──────── DATA TO USE
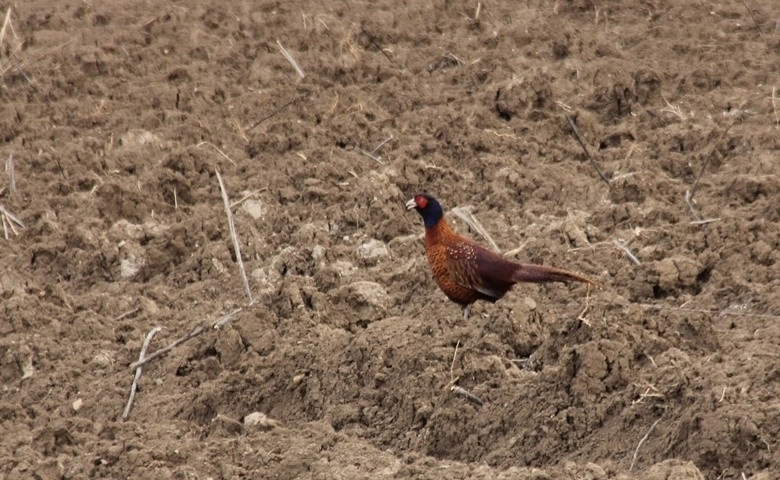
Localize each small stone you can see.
[244,412,279,430]
[357,238,390,259]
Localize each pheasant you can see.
[406,193,597,318]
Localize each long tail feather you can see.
[512,263,598,285]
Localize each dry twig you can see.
[445,340,485,406]
[450,207,501,252]
[130,308,243,369]
[122,327,162,420]
[276,40,306,78]
[5,153,16,193]
[564,115,612,190]
[195,141,236,165]
[628,417,663,472]
[685,123,734,220]
[215,170,255,305]
[612,240,642,265]
[0,204,25,240]
[450,385,485,407]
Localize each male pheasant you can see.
[406,193,597,318]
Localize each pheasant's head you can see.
[406,193,444,228]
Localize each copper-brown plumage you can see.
[406,194,596,316]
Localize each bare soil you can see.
[0,0,780,480]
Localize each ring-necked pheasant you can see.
[406,193,597,318]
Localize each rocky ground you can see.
[0,0,780,480]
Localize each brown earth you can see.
[0,0,780,480]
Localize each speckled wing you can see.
[447,243,517,299]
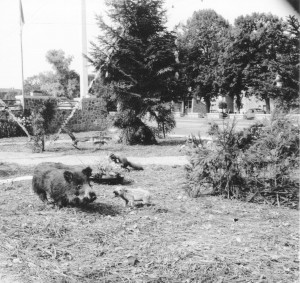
────────────────
PROBLEM:
State only how many of the lines above contain the string "pheasant".

TASK RESPONSE:
4